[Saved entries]
::::::

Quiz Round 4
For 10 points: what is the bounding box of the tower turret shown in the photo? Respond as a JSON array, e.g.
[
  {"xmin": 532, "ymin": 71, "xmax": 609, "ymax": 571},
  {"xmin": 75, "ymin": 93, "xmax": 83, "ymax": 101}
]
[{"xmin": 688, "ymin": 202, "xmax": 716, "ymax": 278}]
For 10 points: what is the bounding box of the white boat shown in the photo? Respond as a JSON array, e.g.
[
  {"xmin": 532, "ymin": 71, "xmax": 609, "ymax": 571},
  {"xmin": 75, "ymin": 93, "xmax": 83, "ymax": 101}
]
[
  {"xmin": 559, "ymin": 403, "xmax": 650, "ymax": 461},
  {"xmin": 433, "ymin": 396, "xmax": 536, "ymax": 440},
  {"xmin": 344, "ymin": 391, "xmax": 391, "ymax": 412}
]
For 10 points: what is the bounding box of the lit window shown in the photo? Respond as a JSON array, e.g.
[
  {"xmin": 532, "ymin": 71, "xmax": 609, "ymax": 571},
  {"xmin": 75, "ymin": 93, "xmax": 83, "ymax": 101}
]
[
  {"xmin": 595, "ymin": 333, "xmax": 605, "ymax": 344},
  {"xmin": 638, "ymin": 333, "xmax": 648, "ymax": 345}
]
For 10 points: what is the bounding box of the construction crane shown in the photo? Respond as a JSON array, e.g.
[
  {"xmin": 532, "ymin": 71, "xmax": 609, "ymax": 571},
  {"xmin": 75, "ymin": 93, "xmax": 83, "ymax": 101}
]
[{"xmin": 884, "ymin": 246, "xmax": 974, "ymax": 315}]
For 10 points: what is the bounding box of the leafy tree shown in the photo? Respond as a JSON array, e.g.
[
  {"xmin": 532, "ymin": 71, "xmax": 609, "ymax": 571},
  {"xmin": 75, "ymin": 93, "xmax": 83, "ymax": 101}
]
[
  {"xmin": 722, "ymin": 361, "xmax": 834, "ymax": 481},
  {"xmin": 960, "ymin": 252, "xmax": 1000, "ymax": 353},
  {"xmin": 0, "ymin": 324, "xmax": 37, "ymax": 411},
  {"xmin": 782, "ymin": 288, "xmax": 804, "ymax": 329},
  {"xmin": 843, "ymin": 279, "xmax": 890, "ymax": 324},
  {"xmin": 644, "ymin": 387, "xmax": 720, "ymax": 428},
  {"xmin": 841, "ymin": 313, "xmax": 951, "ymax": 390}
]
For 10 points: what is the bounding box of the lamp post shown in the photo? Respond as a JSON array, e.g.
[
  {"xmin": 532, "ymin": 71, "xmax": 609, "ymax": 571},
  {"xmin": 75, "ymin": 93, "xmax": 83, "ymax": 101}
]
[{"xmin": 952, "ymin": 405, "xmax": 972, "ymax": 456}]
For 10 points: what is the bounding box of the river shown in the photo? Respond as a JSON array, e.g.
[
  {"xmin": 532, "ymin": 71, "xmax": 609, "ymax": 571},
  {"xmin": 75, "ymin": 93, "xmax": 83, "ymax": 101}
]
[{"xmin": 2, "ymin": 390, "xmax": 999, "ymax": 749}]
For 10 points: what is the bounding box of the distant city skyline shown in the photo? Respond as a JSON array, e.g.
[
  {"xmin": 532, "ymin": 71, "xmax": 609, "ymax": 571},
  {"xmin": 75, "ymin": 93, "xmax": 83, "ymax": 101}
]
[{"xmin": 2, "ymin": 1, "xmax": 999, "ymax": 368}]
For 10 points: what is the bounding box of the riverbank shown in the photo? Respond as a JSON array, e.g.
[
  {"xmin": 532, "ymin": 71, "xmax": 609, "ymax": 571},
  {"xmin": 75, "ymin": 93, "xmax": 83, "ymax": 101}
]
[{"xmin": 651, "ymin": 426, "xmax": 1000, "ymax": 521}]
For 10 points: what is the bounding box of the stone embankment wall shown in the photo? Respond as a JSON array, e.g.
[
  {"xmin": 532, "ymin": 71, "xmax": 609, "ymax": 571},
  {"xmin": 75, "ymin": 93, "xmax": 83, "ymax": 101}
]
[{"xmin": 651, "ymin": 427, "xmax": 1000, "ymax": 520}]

::::::

WORK TO COMPLETE – Each entry, from start to finish, must be restated exactly.

ANSWER SPACE –
Quiz Round 4
For 10 points: what is the bounding box of the tower turret shown in the photo? Respond as a JSON array, e.g.
[
  {"xmin": 532, "ymin": 71, "xmax": 609, "ymax": 571},
  {"xmin": 75, "ymin": 93, "xmax": 83, "ymax": 101}
]
[{"xmin": 688, "ymin": 202, "xmax": 716, "ymax": 278}]
For 10 points: what is the bounding box of the white boat shown in the photo? Respond as a JSON array, e.g.
[
  {"xmin": 532, "ymin": 71, "xmax": 609, "ymax": 571},
  {"xmin": 75, "ymin": 93, "xmax": 83, "ymax": 101}
]
[
  {"xmin": 559, "ymin": 403, "xmax": 650, "ymax": 461},
  {"xmin": 433, "ymin": 396, "xmax": 536, "ymax": 440},
  {"xmin": 344, "ymin": 391, "xmax": 391, "ymax": 412}
]
For 10 points: what is the bounding box of the lit window shown in the photo? Respond as a JSON array, e.g.
[
  {"xmin": 532, "ymin": 71, "xmax": 609, "ymax": 571},
  {"xmin": 75, "ymin": 93, "xmax": 83, "ymax": 101}
]
[
  {"xmin": 595, "ymin": 333, "xmax": 605, "ymax": 344},
  {"xmin": 638, "ymin": 333, "xmax": 648, "ymax": 345}
]
For 10 points: what is the bounding box of the construction crane shown in the photo? Respond as a JSON array, e.g.
[
  {"xmin": 532, "ymin": 71, "xmax": 609, "ymax": 571},
  {"xmin": 75, "ymin": 93, "xmax": 83, "ymax": 101}
]
[{"xmin": 884, "ymin": 246, "xmax": 974, "ymax": 315}]
For 10 points: what is the bounding box of the leafy tree shown in the photo? Respond as a JSON array, e.g.
[
  {"xmin": 532, "ymin": 71, "xmax": 609, "ymax": 571},
  {"xmin": 75, "ymin": 93, "xmax": 83, "ymax": 101}
]
[
  {"xmin": 722, "ymin": 361, "xmax": 834, "ymax": 481},
  {"xmin": 960, "ymin": 252, "xmax": 1000, "ymax": 353},
  {"xmin": 0, "ymin": 324, "xmax": 37, "ymax": 411},
  {"xmin": 782, "ymin": 288, "xmax": 804, "ymax": 329},
  {"xmin": 843, "ymin": 279, "xmax": 890, "ymax": 324},
  {"xmin": 644, "ymin": 387, "xmax": 720, "ymax": 428},
  {"xmin": 841, "ymin": 313, "xmax": 951, "ymax": 390}
]
For 10 points: what is the bounding box of the lamp post shown in the photo? Respond as a JSON array, e.g.
[
  {"xmin": 532, "ymin": 71, "xmax": 609, "ymax": 571},
  {"xmin": 75, "ymin": 93, "xmax": 83, "ymax": 101}
]
[{"xmin": 952, "ymin": 405, "xmax": 972, "ymax": 456}]
For 10 points: what is the bounding box of the river shown in the photo? Respond as a JSON array, e.g.
[
  {"xmin": 532, "ymin": 71, "xmax": 609, "ymax": 571},
  {"xmin": 75, "ymin": 93, "xmax": 83, "ymax": 101}
]
[{"xmin": 2, "ymin": 390, "xmax": 999, "ymax": 749}]
For 10 points: what is the bounding box of the distant city skyline shown in the photo? Respond as a JSON array, e.g.
[
  {"xmin": 532, "ymin": 71, "xmax": 609, "ymax": 571},
  {"xmin": 75, "ymin": 93, "xmax": 83, "ymax": 101}
]
[{"xmin": 2, "ymin": 1, "xmax": 999, "ymax": 368}]
For 10 points: what is the bounding box of the riverbank shown in the photo? Respond as a JSON array, e.g.
[
  {"xmin": 532, "ymin": 71, "xmax": 609, "ymax": 571},
  {"xmin": 75, "ymin": 93, "xmax": 83, "ymax": 101}
]
[{"xmin": 651, "ymin": 426, "xmax": 1000, "ymax": 521}]
For 10 points: what is the bounding box of the stone embankment wall shown in the photo? Respond as a JSON array, e.g.
[
  {"xmin": 532, "ymin": 71, "xmax": 609, "ymax": 571},
  {"xmin": 75, "ymin": 93, "xmax": 83, "ymax": 101}
]
[{"xmin": 651, "ymin": 427, "xmax": 1000, "ymax": 520}]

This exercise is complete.